UIT TE VOEREN TAKEN
[a] Geef uit het bericht over de vakantievluchten vanaf Lelystad Airport alles vanaf "Over twee jaar" tot en met "haalbaar en realistisch." woordelijk weer.
[b] Schrijf een vervolg op het bericht over de vakantievluchten vanaf Lelystad Airport dat direct aansluit op de laatste zin.

TEKSTFRAGMENT

%%

Over twee jaar vakantievluchten vanaf Lelystad Airport

vliegtuiglelystad.jpg

Vanaf 1 april 2019 kunnen vakantievluchten vanaf Lelystad Airport vertrekken. Daarmee blijft de vertraging van de uitbreiding van de luchthaven beperkt tot een jaar. Dat heeft staatssecretaris Sharon Dijksma (Infrastructuur en Milieu) vrijdag aan de Tweede Kamer laten weten.

De vertraging is ontstaan omdat een nieuwe indeling van de vertrek- en naderingsroutes op grotere hoogte in het drukke Nederlandse luchtruim ingewikkelder was dan gedacht. De nieuwe planning die Luchtverkeersleiding Nederland hiervoor heeft gemaakt is volgens Dijksma haalbaar en realistisch.

Om de gevolgen van de vertraging zoveel mogelijk te beperken wordt gekeken of het aantal starts en landingen in het eerste jaar kan worden verhoogd. Deze zomer moet daar duidelijkheid over komen. Oorspronkelijk was het voornemen om op 1 april 2018 met 2000 vliegbewegingen te beginnen.

%%

RECORDS
%%

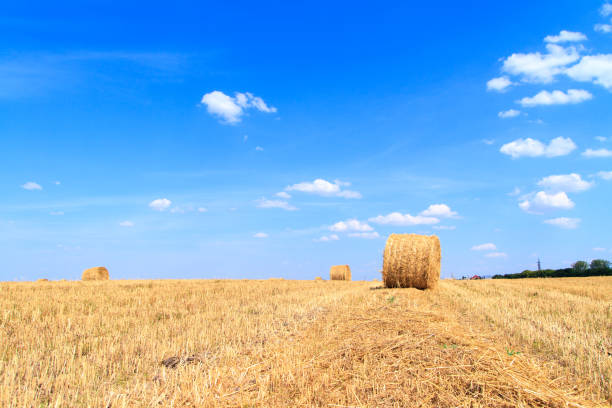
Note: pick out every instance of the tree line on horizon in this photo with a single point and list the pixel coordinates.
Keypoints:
(597, 267)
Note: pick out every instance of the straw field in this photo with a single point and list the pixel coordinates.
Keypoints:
(280, 343)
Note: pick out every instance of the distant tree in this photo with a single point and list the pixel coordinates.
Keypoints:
(600, 264)
(580, 266)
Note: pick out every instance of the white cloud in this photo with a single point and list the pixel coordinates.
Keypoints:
(593, 68)
(396, 218)
(160, 204)
(606, 175)
(559, 146)
(543, 201)
(445, 227)
(439, 210)
(283, 194)
(366, 235)
(564, 222)
(496, 255)
(570, 183)
(510, 113)
(264, 203)
(30, 185)
(327, 238)
(597, 153)
(499, 84)
(565, 36)
(351, 225)
(230, 109)
(324, 188)
(545, 98)
(484, 247)
(541, 68)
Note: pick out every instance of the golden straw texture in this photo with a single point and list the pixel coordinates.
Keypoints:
(411, 261)
(97, 273)
(340, 272)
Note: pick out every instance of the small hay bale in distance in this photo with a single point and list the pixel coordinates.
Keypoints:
(97, 273)
(411, 261)
(340, 272)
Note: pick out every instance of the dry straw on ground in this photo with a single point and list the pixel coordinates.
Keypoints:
(411, 261)
(340, 272)
(97, 273)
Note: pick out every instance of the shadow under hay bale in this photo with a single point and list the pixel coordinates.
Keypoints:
(411, 261)
(340, 272)
(97, 273)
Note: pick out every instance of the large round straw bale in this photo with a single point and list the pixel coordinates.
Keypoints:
(97, 273)
(340, 272)
(411, 261)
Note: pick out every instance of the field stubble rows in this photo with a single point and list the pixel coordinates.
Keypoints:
(281, 343)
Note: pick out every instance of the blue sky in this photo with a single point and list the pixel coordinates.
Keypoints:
(203, 140)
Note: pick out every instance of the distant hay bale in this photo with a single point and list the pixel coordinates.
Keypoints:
(97, 273)
(340, 272)
(411, 261)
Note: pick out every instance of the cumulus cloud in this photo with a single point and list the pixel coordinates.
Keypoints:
(597, 153)
(366, 235)
(399, 219)
(543, 201)
(564, 222)
(510, 113)
(593, 68)
(499, 84)
(439, 210)
(603, 28)
(541, 68)
(265, 203)
(324, 188)
(496, 255)
(545, 98)
(160, 204)
(605, 175)
(484, 247)
(30, 185)
(328, 238)
(283, 194)
(352, 225)
(570, 183)
(231, 109)
(529, 147)
(565, 36)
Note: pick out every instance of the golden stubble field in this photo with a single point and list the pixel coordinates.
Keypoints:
(280, 343)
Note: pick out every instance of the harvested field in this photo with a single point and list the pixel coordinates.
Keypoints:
(298, 343)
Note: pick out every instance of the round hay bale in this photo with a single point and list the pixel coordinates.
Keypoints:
(340, 272)
(97, 273)
(411, 261)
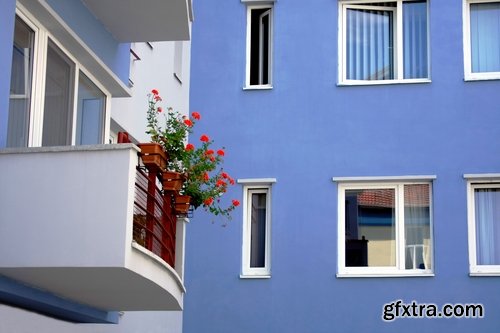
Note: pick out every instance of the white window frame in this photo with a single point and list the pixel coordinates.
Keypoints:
(251, 186)
(396, 183)
(478, 181)
(398, 43)
(261, 5)
(468, 74)
(36, 113)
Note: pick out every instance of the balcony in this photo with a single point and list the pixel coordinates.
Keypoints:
(67, 227)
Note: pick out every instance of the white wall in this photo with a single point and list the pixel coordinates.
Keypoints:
(154, 70)
(15, 320)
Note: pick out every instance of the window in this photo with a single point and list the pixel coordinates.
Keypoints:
(259, 47)
(71, 108)
(385, 228)
(256, 260)
(20, 84)
(383, 42)
(484, 226)
(481, 39)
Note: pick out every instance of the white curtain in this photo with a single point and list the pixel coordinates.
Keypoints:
(487, 217)
(417, 226)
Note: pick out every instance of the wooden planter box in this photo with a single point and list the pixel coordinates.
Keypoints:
(153, 156)
(182, 203)
(172, 181)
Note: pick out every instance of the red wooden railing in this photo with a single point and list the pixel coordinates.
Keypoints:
(154, 218)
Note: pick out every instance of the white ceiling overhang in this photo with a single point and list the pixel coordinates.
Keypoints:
(145, 20)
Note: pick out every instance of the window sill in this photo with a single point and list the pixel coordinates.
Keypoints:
(380, 82)
(242, 276)
(375, 275)
(485, 272)
(482, 77)
(266, 87)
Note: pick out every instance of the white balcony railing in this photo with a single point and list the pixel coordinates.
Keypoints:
(66, 227)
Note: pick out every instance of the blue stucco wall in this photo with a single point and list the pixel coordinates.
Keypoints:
(114, 54)
(307, 130)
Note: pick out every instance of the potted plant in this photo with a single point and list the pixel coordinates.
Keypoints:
(205, 180)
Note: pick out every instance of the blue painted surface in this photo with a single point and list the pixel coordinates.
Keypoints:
(307, 130)
(114, 54)
(32, 299)
(7, 10)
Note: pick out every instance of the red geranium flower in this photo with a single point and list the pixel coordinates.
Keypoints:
(220, 182)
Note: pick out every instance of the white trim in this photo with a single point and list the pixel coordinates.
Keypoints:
(475, 181)
(384, 178)
(255, 276)
(468, 74)
(256, 181)
(41, 44)
(246, 270)
(59, 31)
(396, 274)
(258, 87)
(396, 183)
(398, 43)
(258, 1)
(483, 177)
(379, 82)
(251, 5)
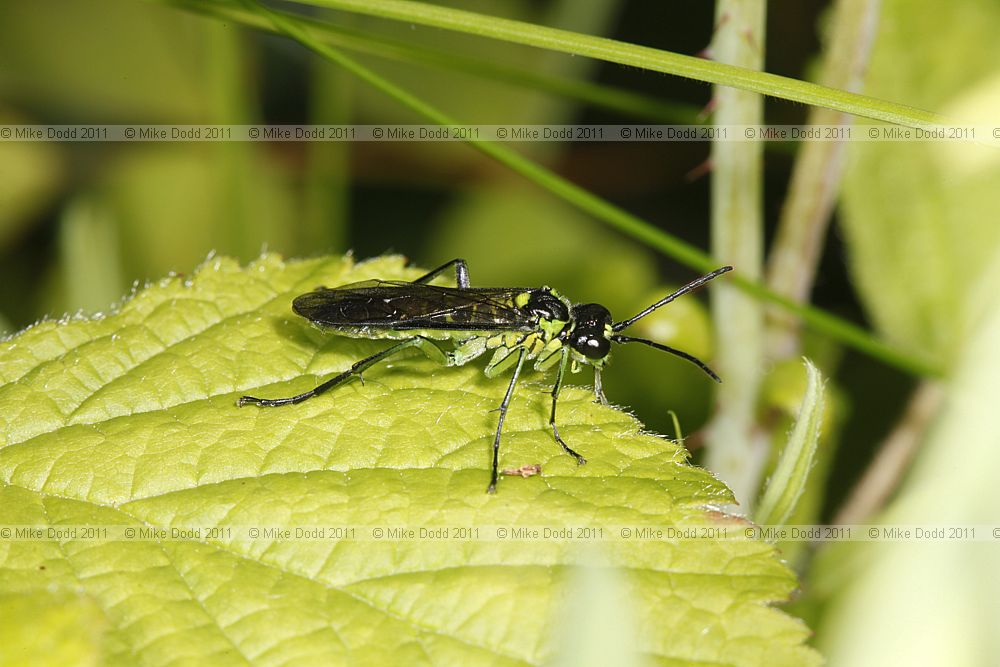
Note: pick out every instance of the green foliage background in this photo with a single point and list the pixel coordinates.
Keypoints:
(913, 256)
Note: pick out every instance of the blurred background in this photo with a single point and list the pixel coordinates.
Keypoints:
(912, 240)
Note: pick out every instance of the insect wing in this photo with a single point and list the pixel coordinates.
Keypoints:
(402, 306)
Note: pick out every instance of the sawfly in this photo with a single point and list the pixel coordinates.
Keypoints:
(515, 324)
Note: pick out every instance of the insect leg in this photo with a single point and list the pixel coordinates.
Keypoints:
(599, 388)
(356, 369)
(503, 413)
(555, 399)
(461, 273)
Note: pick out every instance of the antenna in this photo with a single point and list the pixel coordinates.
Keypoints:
(683, 355)
(690, 287)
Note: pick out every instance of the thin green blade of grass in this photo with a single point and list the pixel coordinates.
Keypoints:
(644, 57)
(792, 472)
(369, 43)
(831, 325)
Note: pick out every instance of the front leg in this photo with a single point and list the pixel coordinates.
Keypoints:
(555, 399)
(492, 488)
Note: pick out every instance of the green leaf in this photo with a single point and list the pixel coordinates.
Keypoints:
(920, 217)
(130, 422)
(796, 461)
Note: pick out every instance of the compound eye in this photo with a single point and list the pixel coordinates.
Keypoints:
(592, 347)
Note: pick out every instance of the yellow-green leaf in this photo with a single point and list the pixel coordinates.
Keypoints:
(130, 422)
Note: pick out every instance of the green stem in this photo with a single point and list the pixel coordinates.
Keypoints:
(737, 450)
(816, 177)
(629, 224)
(370, 43)
(644, 57)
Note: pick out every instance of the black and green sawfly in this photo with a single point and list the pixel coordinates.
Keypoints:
(517, 324)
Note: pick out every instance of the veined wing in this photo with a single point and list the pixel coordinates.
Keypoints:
(396, 305)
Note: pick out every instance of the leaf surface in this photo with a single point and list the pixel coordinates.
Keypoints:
(129, 422)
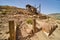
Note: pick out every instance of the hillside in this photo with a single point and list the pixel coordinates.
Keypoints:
(24, 21)
(56, 15)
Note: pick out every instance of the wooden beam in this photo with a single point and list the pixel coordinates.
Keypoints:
(12, 30)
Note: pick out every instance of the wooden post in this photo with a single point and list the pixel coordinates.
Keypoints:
(12, 30)
(34, 25)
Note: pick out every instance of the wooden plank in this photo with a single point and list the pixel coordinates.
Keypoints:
(12, 30)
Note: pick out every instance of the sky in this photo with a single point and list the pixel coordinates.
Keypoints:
(47, 6)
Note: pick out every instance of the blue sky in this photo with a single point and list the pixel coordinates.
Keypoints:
(47, 6)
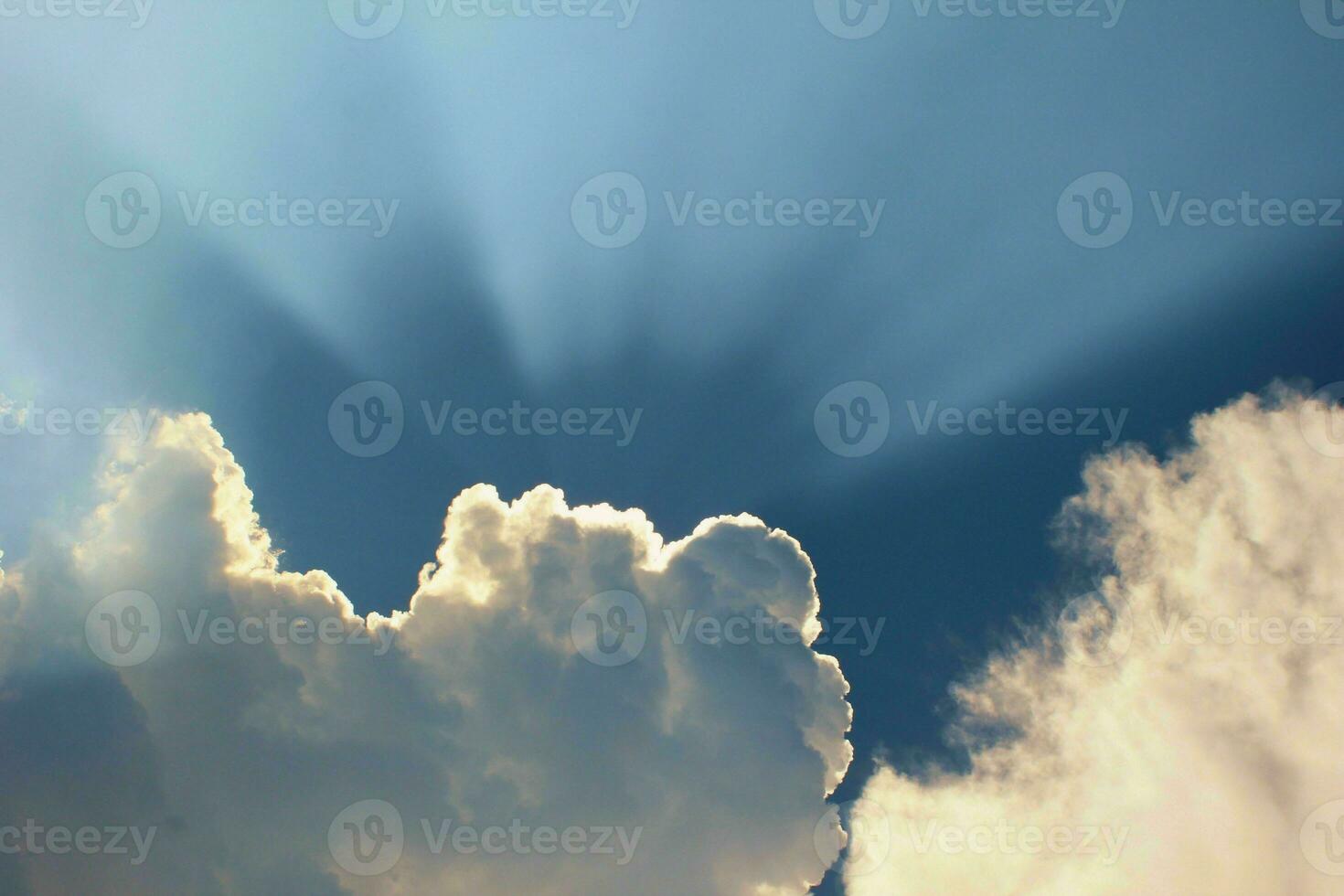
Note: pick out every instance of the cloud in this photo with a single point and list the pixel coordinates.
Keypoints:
(1176, 731)
(160, 672)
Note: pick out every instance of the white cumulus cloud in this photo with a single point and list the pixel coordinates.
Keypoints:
(159, 672)
(1181, 729)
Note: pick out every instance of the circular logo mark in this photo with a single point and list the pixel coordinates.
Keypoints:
(123, 211)
(368, 19)
(368, 420)
(852, 420)
(368, 837)
(866, 832)
(1097, 209)
(123, 629)
(611, 629)
(1326, 17)
(852, 19)
(1323, 838)
(611, 211)
(1094, 632)
(1323, 427)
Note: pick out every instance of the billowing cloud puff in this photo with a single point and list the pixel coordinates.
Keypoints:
(534, 721)
(1181, 729)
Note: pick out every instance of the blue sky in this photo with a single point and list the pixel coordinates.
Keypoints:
(483, 292)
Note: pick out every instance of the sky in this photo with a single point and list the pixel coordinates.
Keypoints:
(811, 262)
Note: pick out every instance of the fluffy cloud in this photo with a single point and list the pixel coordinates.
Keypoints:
(1181, 729)
(128, 700)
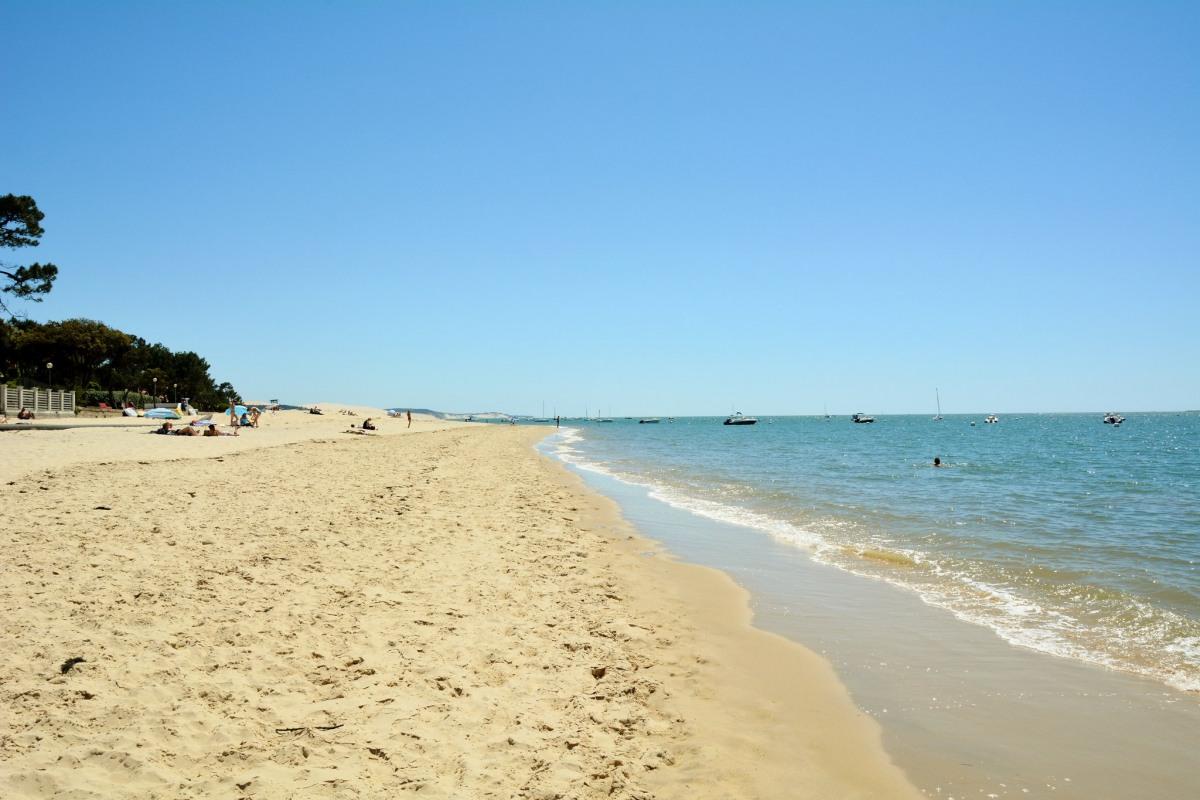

%%

OPGELOSTE OPGAVEN
[a]
Over twee jaar vakantievluchten vanaf Lelystad Airport

vliegtuiglelystad.jpg

Vanaf 1 april 2019 kunnen vakantievluchten vanaf Lelystad Airport vertrekken. Daarmee blijft de vertraging van de uitbreiding van de luchthaven beperkt tot een jaar. Dat heeft staatssecretaris Sharon Dijksma (Infrastructuur en Milieu) vrijdag aan de Tweede Kamer laten weten.

De vertraging is ontstaan omdat een nieuwe indeling van de vertrek- en naderingsroutes op grotere hoogte in het drukke Nederlandse luchtruim ingewikkelder was dan gedacht. De nieuwe planning die Luchtverkeersleiding Nederland hiervoor heeft gemaakt is volgens Dijksma haalbaar en realistisch.

[b]
Extra onderhoudsvluchten

Op Lelystad Airport zijn ook vliegtuigonderhoudsbedrijven gevestigd. Dijksma bekijkt of de luchthaven toestemming kan krijgen om enkele extra onderhoudsvluchten (vliegtuigen die alleen voor onderhoud komen) per dag te ontvangen. Mogelijk worden de openingstijden van de luchthaven hiervoor uitgebreid. De extra onderhoudsvluchten kunnen voor extra werkgelegenheid zorgen.

Korte en middellange vakantievluchten

De luchthaven moet korte en middellange vakantievluchten van Schiphol gaan overnemen. De nationale luchthaven gaat zich richten op intercontinentale vluchten en overstappers. Uiteindelijk moeten dat maximaal 45.000 vliegbewegingen en 6,7 miljoen passagiers worden in 2043. De Schiphol Group is eigenaar van Lelystad Airport.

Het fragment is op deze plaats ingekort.